EXCERPTED TEXT →
################

In the case of Berkeley's Judah L. Magnes Museum, with its 40-year history of collecting objects from many corners of the Jewish world, you'll stumble across treasures, curiosities and even some downright ordinary objects.

And that's both the charm and unexpectedly unifying force behind "Brought to Light," the exhibit marking the museum's anniversary and its official reopening after a troubled and contentious year.

Spanning a 600-year period and representing disparate communities from around the globe, the show offers a glimpse into the immense diversity of the Jewish people and a sense of a shared, often fragile existence.

Traipse through the compact gallery rooms and you'll pass through time and space of Jewish history and the little museum's own past as well.

There's an assortment of ancient and more recent Chanukah lamps, spice containers and ketubot from India, Germany, Spain and elsewhere.

You'll quickly spot an almost-kitschy lamp from Syria dating to the 1920s. Part of the household furnishings of a Jewish couple who spent a year in pre-Israel Palestine, the copper fixture is fashioned in the shape of a camel and has multicolored beads dangling overhead.

Close by, there's a rather plain Torah ark with a poignant legacy. It was once part of a synagogue built, in defiance of a growing Nazi threat, by Cunard White Line on the Queen Mary ocean liner for its Jewish passengers.

There's a story within a story for each of the 130 artifacts, ceremonial objects, paintings, photos and other items on display. First there's the history and significance of the object itself; then there's the history and significance of how the object came into the collection of the Magnes, a homey institution on a quiet residential street just east of busy College Avenue.

With this show, the Magnes is in rebuilding mode, dusting itself off and showing its stuff publicly after the failed merger with the Jewish Museum San Francisco that effectively shuttered the Berkeley site for months.

Selected by museum co-founder Seymour Fromer, the objects are reminders to the community of the Magnes' standing as the country's third-largest repository of Judaica, its mission of preserving cultural objects and its own fragility.

The Magnes' future is still being mapped. While museum directors want to eventually build a new site in downtown Berkeley, the Russell Street location is home for now. And judging from a recent visit on a weekday afternoon, museum attendance remains sparse.

But "Brought to Light" is well worth seeing.

Guest curator Sheila Braufman describes the show as "a highly personal and vibrant sampler that loosely traces the entry of objects into the museum's care from the earliest days in the 1960s and takes us into the future with promised gifts."

################

[Entries pointing to named objects]
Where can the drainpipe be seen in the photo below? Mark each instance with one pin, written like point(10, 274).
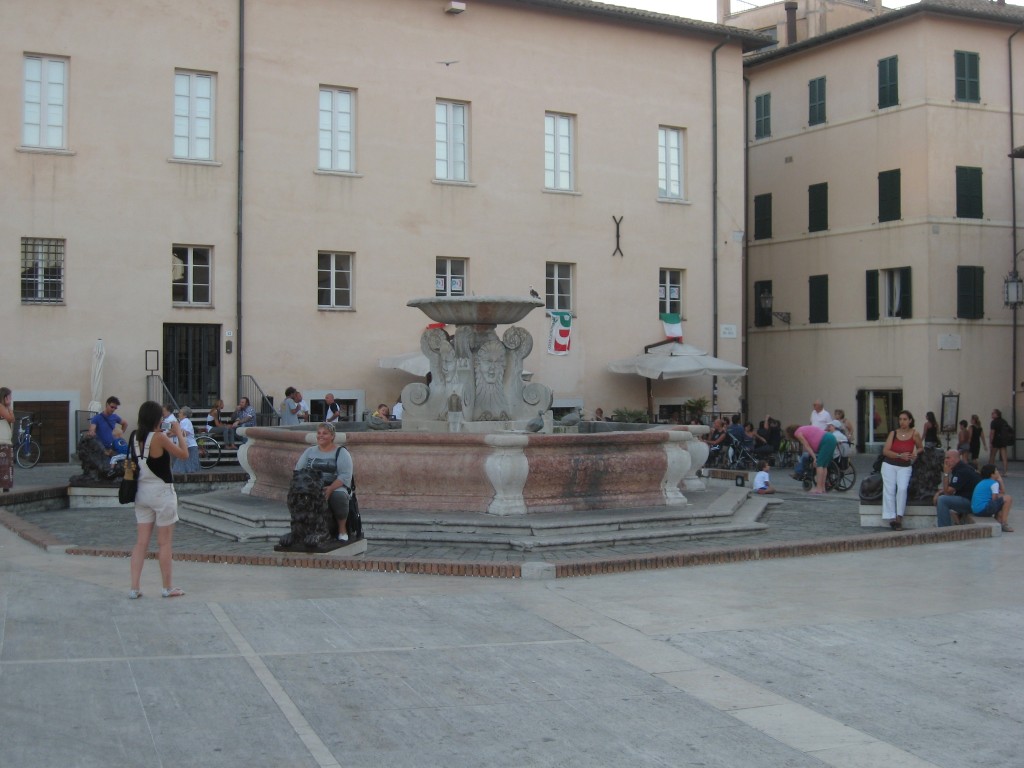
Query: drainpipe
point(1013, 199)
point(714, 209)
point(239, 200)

################

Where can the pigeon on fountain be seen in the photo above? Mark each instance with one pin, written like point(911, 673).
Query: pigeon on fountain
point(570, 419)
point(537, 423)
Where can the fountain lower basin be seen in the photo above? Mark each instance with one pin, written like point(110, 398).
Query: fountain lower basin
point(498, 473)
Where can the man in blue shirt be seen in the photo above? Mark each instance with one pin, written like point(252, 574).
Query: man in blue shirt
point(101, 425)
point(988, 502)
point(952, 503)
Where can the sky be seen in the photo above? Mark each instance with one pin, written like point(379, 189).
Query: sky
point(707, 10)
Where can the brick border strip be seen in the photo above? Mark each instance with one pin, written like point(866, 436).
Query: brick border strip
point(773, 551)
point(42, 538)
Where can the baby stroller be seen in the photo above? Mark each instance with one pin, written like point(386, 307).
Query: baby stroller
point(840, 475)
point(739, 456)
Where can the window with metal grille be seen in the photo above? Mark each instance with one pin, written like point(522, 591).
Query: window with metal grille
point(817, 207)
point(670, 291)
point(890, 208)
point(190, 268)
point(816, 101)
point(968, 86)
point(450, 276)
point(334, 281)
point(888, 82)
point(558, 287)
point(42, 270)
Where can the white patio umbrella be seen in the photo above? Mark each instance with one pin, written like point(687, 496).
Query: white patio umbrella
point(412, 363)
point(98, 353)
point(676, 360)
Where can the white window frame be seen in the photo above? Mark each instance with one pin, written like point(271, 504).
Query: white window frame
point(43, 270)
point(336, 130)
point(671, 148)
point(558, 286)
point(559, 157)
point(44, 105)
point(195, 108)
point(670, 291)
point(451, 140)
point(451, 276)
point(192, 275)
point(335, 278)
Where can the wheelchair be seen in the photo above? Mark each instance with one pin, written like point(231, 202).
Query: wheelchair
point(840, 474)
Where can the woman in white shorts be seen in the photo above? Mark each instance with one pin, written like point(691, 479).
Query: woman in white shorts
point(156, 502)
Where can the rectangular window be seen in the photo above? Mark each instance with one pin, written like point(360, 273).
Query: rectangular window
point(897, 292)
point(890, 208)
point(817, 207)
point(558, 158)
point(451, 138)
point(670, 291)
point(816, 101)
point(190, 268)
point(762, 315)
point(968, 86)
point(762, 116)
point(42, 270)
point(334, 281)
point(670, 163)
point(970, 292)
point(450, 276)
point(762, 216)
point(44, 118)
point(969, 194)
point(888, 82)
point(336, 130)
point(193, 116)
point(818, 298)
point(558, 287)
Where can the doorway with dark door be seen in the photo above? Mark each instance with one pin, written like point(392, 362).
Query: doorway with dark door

################

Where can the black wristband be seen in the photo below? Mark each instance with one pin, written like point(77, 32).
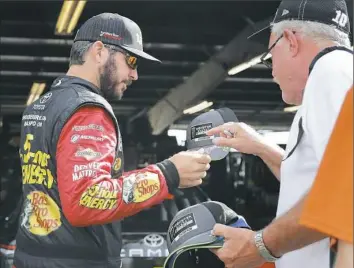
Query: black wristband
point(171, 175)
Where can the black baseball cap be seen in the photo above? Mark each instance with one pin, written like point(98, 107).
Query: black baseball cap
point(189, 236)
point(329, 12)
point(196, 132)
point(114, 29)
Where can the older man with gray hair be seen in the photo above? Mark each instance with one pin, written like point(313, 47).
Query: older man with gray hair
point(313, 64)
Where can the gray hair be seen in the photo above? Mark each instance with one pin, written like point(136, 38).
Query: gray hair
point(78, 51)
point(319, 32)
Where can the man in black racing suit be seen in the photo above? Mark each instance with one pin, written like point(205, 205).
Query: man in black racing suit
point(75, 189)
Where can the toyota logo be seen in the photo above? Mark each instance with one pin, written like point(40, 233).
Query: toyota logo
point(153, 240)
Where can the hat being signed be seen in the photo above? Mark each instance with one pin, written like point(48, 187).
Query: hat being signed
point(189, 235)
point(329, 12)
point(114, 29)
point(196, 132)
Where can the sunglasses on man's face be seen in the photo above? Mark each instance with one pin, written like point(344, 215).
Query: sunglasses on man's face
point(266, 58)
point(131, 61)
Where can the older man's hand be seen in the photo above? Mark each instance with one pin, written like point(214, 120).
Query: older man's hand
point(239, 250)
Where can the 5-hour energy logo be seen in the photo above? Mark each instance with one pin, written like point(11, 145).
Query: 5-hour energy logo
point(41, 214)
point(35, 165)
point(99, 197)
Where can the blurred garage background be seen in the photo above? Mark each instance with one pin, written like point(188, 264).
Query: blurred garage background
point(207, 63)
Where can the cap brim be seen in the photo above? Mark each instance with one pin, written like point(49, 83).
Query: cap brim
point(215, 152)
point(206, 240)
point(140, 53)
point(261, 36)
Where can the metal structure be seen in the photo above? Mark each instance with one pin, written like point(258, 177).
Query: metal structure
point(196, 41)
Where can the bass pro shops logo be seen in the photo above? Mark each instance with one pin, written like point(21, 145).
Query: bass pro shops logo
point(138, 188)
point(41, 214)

################

Write the next part of the article about the Magnes Museum's "Brought to Light" exhibit, starting after its last sentence.

A dramatic example of the museum's holdings consists of its collection of 300-year-old transcripts and other records of the Spanish Inquisition. Written out in elegant penmanship, the papers give a glimpse into the savage history of tribunals and the subsequent punishment meted out to residents on the island of Majorca who were accused of the heinous crime of Judaism.

The documents were purchased in the early 1930s by Rabbi Baruch Braunstein, a historian and rabbi conducting research for a doctoral dissertation. Wanting that collection to be publicly accessible, Braunstein's heirs made the documents available for the Magnes to purchase after his death in 1991.

Other holdings came to the Magnes almost serendipitously. Take, for instance, the pair of bold Zionist posters designed in 1936 by a Berliner named Fred Fredden Goldberg and intended to celebrate Jewish culture in a time and place where such expressions were increasingly risky.

A painter and illustrator, Goldberg left Berlin for Shanghai in 1938 and eventually settled in San Francisco, where he operated an art and frame shop.

Fromer stopped by the shop one day and spotted the posters, one of which portrays two muscular workers raising a beam. Fromer realized the historical significance of the artwork and brought the posters back to Berkeley for his growing museum.

Many of the museum's thousands of artifacts were collected as a form of "rescue" directly from dwindling Jewish communities in India and North Africa. Remaining Jews were packing up and leaving for Israel and other lands; often those immigrants were forced to leave their possessions behind.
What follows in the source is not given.